- [DIRECTIONS]
Without copying any picture, transcribe exactly the lines of the data below from the one containing "brown spot on leaf | locate" through the one containing "man's beard | locate".

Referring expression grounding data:
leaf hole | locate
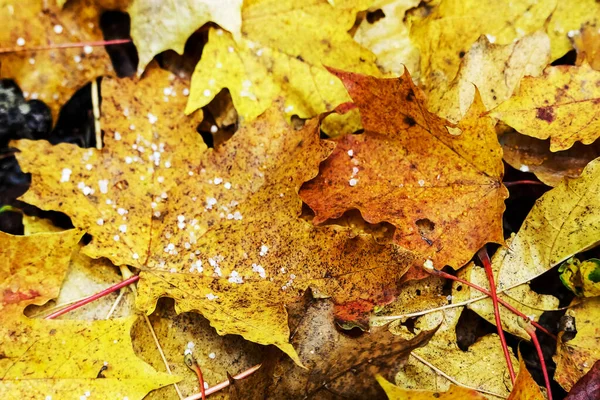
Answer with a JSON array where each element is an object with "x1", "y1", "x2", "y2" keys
[{"x1": 366, "y1": 9, "x2": 385, "y2": 24}]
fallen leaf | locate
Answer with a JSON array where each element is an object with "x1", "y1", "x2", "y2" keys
[
  {"x1": 0, "y1": 0, "x2": 114, "y2": 121},
  {"x1": 14, "y1": 63, "x2": 205, "y2": 267},
  {"x1": 128, "y1": 0, "x2": 243, "y2": 74},
  {"x1": 572, "y1": 24, "x2": 600, "y2": 71},
  {"x1": 507, "y1": 355, "x2": 545, "y2": 400},
  {"x1": 185, "y1": 0, "x2": 380, "y2": 123},
  {"x1": 491, "y1": 63, "x2": 600, "y2": 151},
  {"x1": 500, "y1": 130, "x2": 600, "y2": 187},
  {"x1": 461, "y1": 258, "x2": 558, "y2": 339},
  {"x1": 564, "y1": 360, "x2": 600, "y2": 400},
  {"x1": 427, "y1": 32, "x2": 550, "y2": 122},
  {"x1": 354, "y1": 0, "x2": 421, "y2": 78},
  {"x1": 300, "y1": 69, "x2": 507, "y2": 269},
  {"x1": 132, "y1": 299, "x2": 263, "y2": 400},
  {"x1": 243, "y1": 298, "x2": 437, "y2": 399},
  {"x1": 376, "y1": 375, "x2": 486, "y2": 399},
  {"x1": 0, "y1": 229, "x2": 177, "y2": 399},
  {"x1": 14, "y1": 67, "x2": 418, "y2": 361},
  {"x1": 545, "y1": 0, "x2": 600, "y2": 60},
  {"x1": 490, "y1": 157, "x2": 600, "y2": 302},
  {"x1": 554, "y1": 297, "x2": 600, "y2": 392},
  {"x1": 410, "y1": 0, "x2": 554, "y2": 87},
  {"x1": 559, "y1": 257, "x2": 600, "y2": 297}
]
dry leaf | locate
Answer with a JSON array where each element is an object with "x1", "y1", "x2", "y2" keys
[
  {"x1": 491, "y1": 63, "x2": 600, "y2": 151},
  {"x1": 427, "y1": 32, "x2": 550, "y2": 122},
  {"x1": 0, "y1": 0, "x2": 114, "y2": 121},
  {"x1": 244, "y1": 298, "x2": 437, "y2": 399},
  {"x1": 354, "y1": 0, "x2": 421, "y2": 78},
  {"x1": 132, "y1": 299, "x2": 263, "y2": 400},
  {"x1": 500, "y1": 130, "x2": 600, "y2": 187},
  {"x1": 491, "y1": 157, "x2": 600, "y2": 302},
  {"x1": 507, "y1": 355, "x2": 545, "y2": 400},
  {"x1": 300, "y1": 69, "x2": 507, "y2": 269},
  {"x1": 564, "y1": 360, "x2": 600, "y2": 400},
  {"x1": 572, "y1": 24, "x2": 600, "y2": 71},
  {"x1": 128, "y1": 0, "x2": 243, "y2": 74},
  {"x1": 559, "y1": 257, "x2": 600, "y2": 297},
  {"x1": 14, "y1": 63, "x2": 205, "y2": 267},
  {"x1": 376, "y1": 375, "x2": 486, "y2": 399},
  {"x1": 554, "y1": 297, "x2": 600, "y2": 392},
  {"x1": 13, "y1": 67, "x2": 418, "y2": 361},
  {"x1": 185, "y1": 0, "x2": 380, "y2": 123},
  {"x1": 545, "y1": 0, "x2": 600, "y2": 60},
  {"x1": 410, "y1": 0, "x2": 554, "y2": 87},
  {"x1": 0, "y1": 229, "x2": 177, "y2": 399}
]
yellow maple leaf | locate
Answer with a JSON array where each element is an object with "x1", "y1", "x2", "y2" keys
[
  {"x1": 0, "y1": 0, "x2": 114, "y2": 122},
  {"x1": 128, "y1": 0, "x2": 243, "y2": 74},
  {"x1": 545, "y1": 0, "x2": 600, "y2": 60},
  {"x1": 0, "y1": 229, "x2": 177, "y2": 399},
  {"x1": 354, "y1": 0, "x2": 421, "y2": 78},
  {"x1": 554, "y1": 297, "x2": 600, "y2": 392},
  {"x1": 300, "y1": 69, "x2": 507, "y2": 269},
  {"x1": 572, "y1": 24, "x2": 600, "y2": 71},
  {"x1": 14, "y1": 64, "x2": 205, "y2": 267},
  {"x1": 491, "y1": 63, "x2": 600, "y2": 151},
  {"x1": 185, "y1": 0, "x2": 380, "y2": 123},
  {"x1": 410, "y1": 0, "x2": 554, "y2": 87},
  {"x1": 376, "y1": 375, "x2": 486, "y2": 399},
  {"x1": 14, "y1": 64, "x2": 416, "y2": 362},
  {"x1": 427, "y1": 32, "x2": 550, "y2": 122}
]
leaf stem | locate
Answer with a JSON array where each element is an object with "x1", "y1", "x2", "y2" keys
[
  {"x1": 522, "y1": 322, "x2": 553, "y2": 400},
  {"x1": 44, "y1": 275, "x2": 139, "y2": 319},
  {"x1": 478, "y1": 247, "x2": 516, "y2": 384},
  {"x1": 183, "y1": 364, "x2": 262, "y2": 400},
  {"x1": 422, "y1": 266, "x2": 556, "y2": 340},
  {"x1": 0, "y1": 38, "x2": 132, "y2": 54}
]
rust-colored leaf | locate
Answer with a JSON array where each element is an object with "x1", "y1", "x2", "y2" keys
[{"x1": 300, "y1": 69, "x2": 507, "y2": 269}]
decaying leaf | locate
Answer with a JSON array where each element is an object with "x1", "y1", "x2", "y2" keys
[
  {"x1": 559, "y1": 257, "x2": 600, "y2": 297},
  {"x1": 564, "y1": 360, "x2": 600, "y2": 400},
  {"x1": 507, "y1": 356, "x2": 545, "y2": 400},
  {"x1": 354, "y1": 0, "x2": 421, "y2": 78},
  {"x1": 14, "y1": 63, "x2": 205, "y2": 267},
  {"x1": 0, "y1": 229, "x2": 177, "y2": 399},
  {"x1": 554, "y1": 297, "x2": 600, "y2": 392},
  {"x1": 427, "y1": 32, "x2": 550, "y2": 122},
  {"x1": 410, "y1": 0, "x2": 554, "y2": 87},
  {"x1": 500, "y1": 130, "x2": 600, "y2": 187},
  {"x1": 300, "y1": 69, "x2": 507, "y2": 269},
  {"x1": 545, "y1": 0, "x2": 600, "y2": 60},
  {"x1": 240, "y1": 298, "x2": 437, "y2": 399},
  {"x1": 0, "y1": 0, "x2": 114, "y2": 121},
  {"x1": 185, "y1": 0, "x2": 380, "y2": 123},
  {"x1": 132, "y1": 299, "x2": 263, "y2": 400},
  {"x1": 491, "y1": 63, "x2": 600, "y2": 151},
  {"x1": 489, "y1": 158, "x2": 600, "y2": 308},
  {"x1": 376, "y1": 375, "x2": 486, "y2": 399},
  {"x1": 128, "y1": 0, "x2": 243, "y2": 74}
]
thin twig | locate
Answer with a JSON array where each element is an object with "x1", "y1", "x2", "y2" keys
[
  {"x1": 105, "y1": 289, "x2": 126, "y2": 319},
  {"x1": 91, "y1": 79, "x2": 102, "y2": 150},
  {"x1": 478, "y1": 248, "x2": 516, "y2": 383},
  {"x1": 185, "y1": 355, "x2": 206, "y2": 400},
  {"x1": 44, "y1": 275, "x2": 139, "y2": 319},
  {"x1": 183, "y1": 364, "x2": 262, "y2": 400},
  {"x1": 522, "y1": 322, "x2": 553, "y2": 400},
  {"x1": 410, "y1": 353, "x2": 507, "y2": 399},
  {"x1": 0, "y1": 38, "x2": 131, "y2": 54}
]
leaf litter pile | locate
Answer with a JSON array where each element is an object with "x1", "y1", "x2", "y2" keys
[{"x1": 2, "y1": 1, "x2": 600, "y2": 399}]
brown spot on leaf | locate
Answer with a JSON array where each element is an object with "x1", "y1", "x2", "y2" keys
[{"x1": 536, "y1": 107, "x2": 555, "y2": 123}]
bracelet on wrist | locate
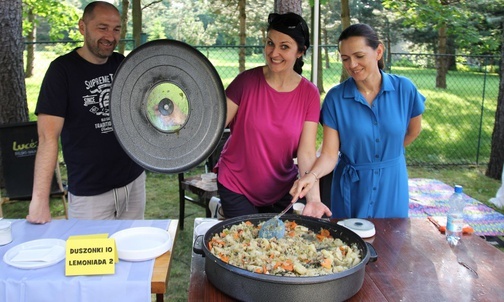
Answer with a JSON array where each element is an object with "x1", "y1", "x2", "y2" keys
[{"x1": 305, "y1": 171, "x2": 318, "y2": 182}]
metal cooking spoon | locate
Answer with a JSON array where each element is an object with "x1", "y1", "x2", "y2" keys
[{"x1": 258, "y1": 203, "x2": 294, "y2": 239}]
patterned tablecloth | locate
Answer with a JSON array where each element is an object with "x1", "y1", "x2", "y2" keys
[{"x1": 408, "y1": 178, "x2": 504, "y2": 236}]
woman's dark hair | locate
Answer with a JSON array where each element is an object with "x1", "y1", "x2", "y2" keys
[
  {"x1": 338, "y1": 23, "x2": 385, "y2": 70},
  {"x1": 267, "y1": 12, "x2": 310, "y2": 75}
]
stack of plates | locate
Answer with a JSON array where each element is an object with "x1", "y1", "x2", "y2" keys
[
  {"x1": 3, "y1": 238, "x2": 66, "y2": 269},
  {"x1": 110, "y1": 227, "x2": 172, "y2": 262}
]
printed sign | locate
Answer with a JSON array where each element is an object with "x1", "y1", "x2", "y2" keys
[{"x1": 65, "y1": 234, "x2": 118, "y2": 276}]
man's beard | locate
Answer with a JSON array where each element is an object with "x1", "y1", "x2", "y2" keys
[{"x1": 86, "y1": 37, "x2": 116, "y2": 59}]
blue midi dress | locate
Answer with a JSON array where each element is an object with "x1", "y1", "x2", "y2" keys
[{"x1": 321, "y1": 71, "x2": 425, "y2": 218}]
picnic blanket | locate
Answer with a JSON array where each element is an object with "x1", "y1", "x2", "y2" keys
[{"x1": 408, "y1": 178, "x2": 504, "y2": 236}]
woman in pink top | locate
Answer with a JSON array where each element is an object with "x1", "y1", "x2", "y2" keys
[{"x1": 216, "y1": 12, "x2": 332, "y2": 219}]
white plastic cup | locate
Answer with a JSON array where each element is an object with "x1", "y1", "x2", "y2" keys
[
  {"x1": 0, "y1": 220, "x2": 13, "y2": 245},
  {"x1": 293, "y1": 203, "x2": 305, "y2": 215}
]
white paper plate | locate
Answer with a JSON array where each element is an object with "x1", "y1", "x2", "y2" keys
[
  {"x1": 3, "y1": 238, "x2": 66, "y2": 269},
  {"x1": 110, "y1": 227, "x2": 171, "y2": 262},
  {"x1": 194, "y1": 221, "x2": 220, "y2": 237}
]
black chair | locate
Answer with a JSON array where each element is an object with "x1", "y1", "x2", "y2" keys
[
  {"x1": 178, "y1": 129, "x2": 230, "y2": 229},
  {"x1": 0, "y1": 122, "x2": 67, "y2": 218}
]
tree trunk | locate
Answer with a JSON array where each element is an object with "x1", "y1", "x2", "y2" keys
[
  {"x1": 25, "y1": 9, "x2": 35, "y2": 78},
  {"x1": 132, "y1": 0, "x2": 141, "y2": 48},
  {"x1": 486, "y1": 24, "x2": 504, "y2": 180},
  {"x1": 118, "y1": 0, "x2": 129, "y2": 54},
  {"x1": 339, "y1": 0, "x2": 350, "y2": 83},
  {"x1": 436, "y1": 23, "x2": 448, "y2": 89},
  {"x1": 385, "y1": 19, "x2": 391, "y2": 72},
  {"x1": 274, "y1": 0, "x2": 302, "y2": 15},
  {"x1": 323, "y1": 28, "x2": 330, "y2": 69},
  {"x1": 313, "y1": 5, "x2": 324, "y2": 94},
  {"x1": 238, "y1": 0, "x2": 246, "y2": 73},
  {"x1": 0, "y1": 0, "x2": 28, "y2": 124},
  {"x1": 447, "y1": 36, "x2": 457, "y2": 71},
  {"x1": 0, "y1": 0, "x2": 28, "y2": 187}
]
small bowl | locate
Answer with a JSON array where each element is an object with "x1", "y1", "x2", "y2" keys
[
  {"x1": 0, "y1": 221, "x2": 13, "y2": 246},
  {"x1": 293, "y1": 203, "x2": 305, "y2": 215}
]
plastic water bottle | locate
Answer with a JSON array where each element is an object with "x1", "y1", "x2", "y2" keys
[{"x1": 446, "y1": 185, "x2": 465, "y2": 246}]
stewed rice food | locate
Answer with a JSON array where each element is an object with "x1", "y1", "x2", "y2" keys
[{"x1": 207, "y1": 220, "x2": 361, "y2": 276}]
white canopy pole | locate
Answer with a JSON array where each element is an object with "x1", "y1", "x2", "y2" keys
[{"x1": 312, "y1": 0, "x2": 320, "y2": 86}]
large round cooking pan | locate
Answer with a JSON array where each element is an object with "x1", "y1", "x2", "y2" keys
[{"x1": 193, "y1": 214, "x2": 377, "y2": 302}]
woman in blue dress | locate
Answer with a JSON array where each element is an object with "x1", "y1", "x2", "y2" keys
[{"x1": 290, "y1": 24, "x2": 425, "y2": 218}]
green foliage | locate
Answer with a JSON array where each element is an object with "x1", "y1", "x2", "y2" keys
[
  {"x1": 22, "y1": 0, "x2": 80, "y2": 41},
  {"x1": 393, "y1": 57, "x2": 419, "y2": 68},
  {"x1": 456, "y1": 63, "x2": 472, "y2": 73},
  {"x1": 21, "y1": 0, "x2": 501, "y2": 62},
  {"x1": 383, "y1": 0, "x2": 502, "y2": 55}
]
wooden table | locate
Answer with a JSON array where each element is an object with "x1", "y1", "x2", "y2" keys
[
  {"x1": 179, "y1": 174, "x2": 217, "y2": 229},
  {"x1": 152, "y1": 219, "x2": 178, "y2": 302},
  {"x1": 188, "y1": 218, "x2": 504, "y2": 301}
]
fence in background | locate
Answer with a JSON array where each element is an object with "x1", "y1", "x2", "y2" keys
[{"x1": 25, "y1": 42, "x2": 500, "y2": 166}]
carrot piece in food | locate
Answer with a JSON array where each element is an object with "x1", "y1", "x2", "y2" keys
[
  {"x1": 316, "y1": 228, "x2": 332, "y2": 241},
  {"x1": 321, "y1": 258, "x2": 332, "y2": 269},
  {"x1": 219, "y1": 254, "x2": 229, "y2": 263},
  {"x1": 285, "y1": 221, "x2": 298, "y2": 230},
  {"x1": 320, "y1": 228, "x2": 331, "y2": 237},
  {"x1": 213, "y1": 238, "x2": 223, "y2": 246},
  {"x1": 281, "y1": 260, "x2": 294, "y2": 271}
]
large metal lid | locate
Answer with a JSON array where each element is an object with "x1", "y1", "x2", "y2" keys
[{"x1": 110, "y1": 39, "x2": 226, "y2": 173}]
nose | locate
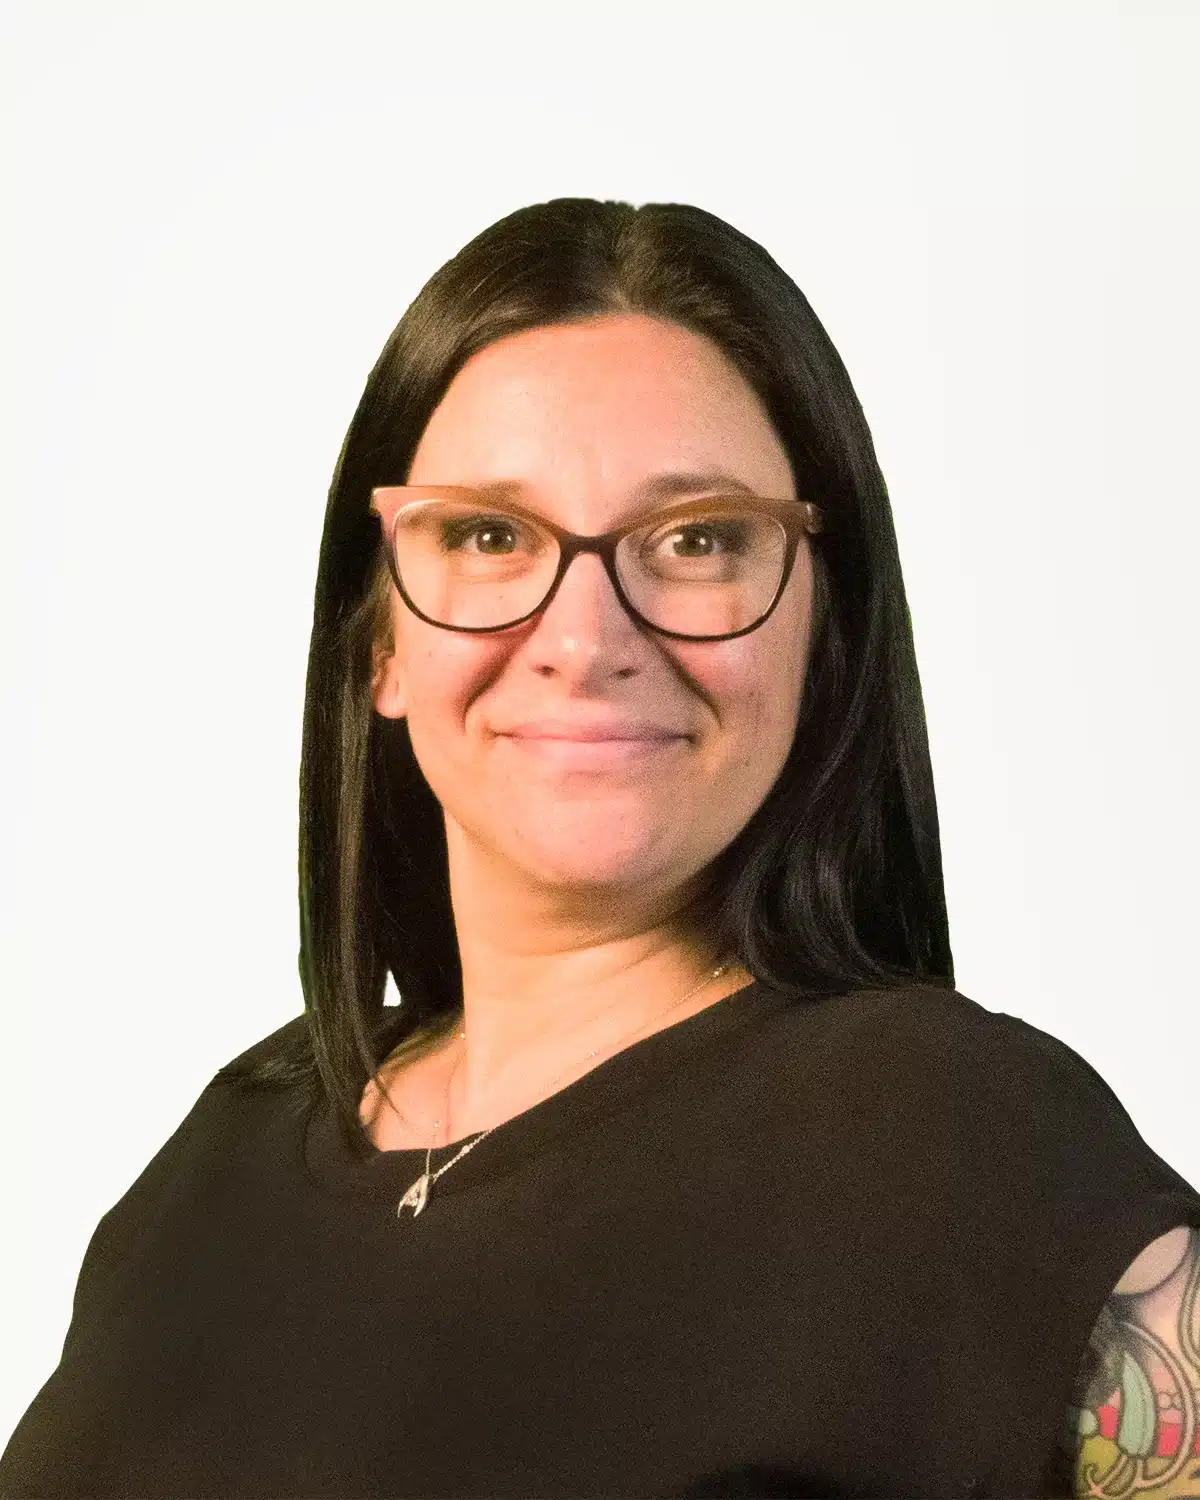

- [RESULT OF THIS TASK]
brown spot on leaf | locate
Answer with a JSON array where each element is an object with "x1", "y1", "x2", "y2" keys
[{"x1": 536, "y1": 107, "x2": 555, "y2": 123}]
bracelet on wrist | locate
Answer with a JSON array where each element is an object with "x1", "y1", "x2", "y2" keys
[{"x1": 305, "y1": 171, "x2": 318, "y2": 182}]
metal cooking spoon | locate
Answer with a JSON array where each element is an object with "x1", "y1", "x2", "y2" keys
[{"x1": 258, "y1": 203, "x2": 294, "y2": 239}]
patterned tablecloth | locate
Answer with a JSON array where each element is an object with "x1", "y1", "x2", "y2" keys
[{"x1": 408, "y1": 178, "x2": 504, "y2": 236}]
woman's dark hair | locate
Answer with a JSON array where each element is an object with "x1", "y1", "x2", "y2" keys
[
  {"x1": 338, "y1": 23, "x2": 385, "y2": 70},
  {"x1": 267, "y1": 12, "x2": 310, "y2": 75}
]
stack of plates | locate
Answer with a JSON array where each element is an object with "x1", "y1", "x2", "y2" keys
[
  {"x1": 3, "y1": 238, "x2": 66, "y2": 269},
  {"x1": 110, "y1": 227, "x2": 172, "y2": 262}
]
printed sign | locate
Answer with a JSON array where each element is an object with "x1", "y1", "x2", "y2" keys
[{"x1": 65, "y1": 234, "x2": 118, "y2": 276}]
man's beard | locate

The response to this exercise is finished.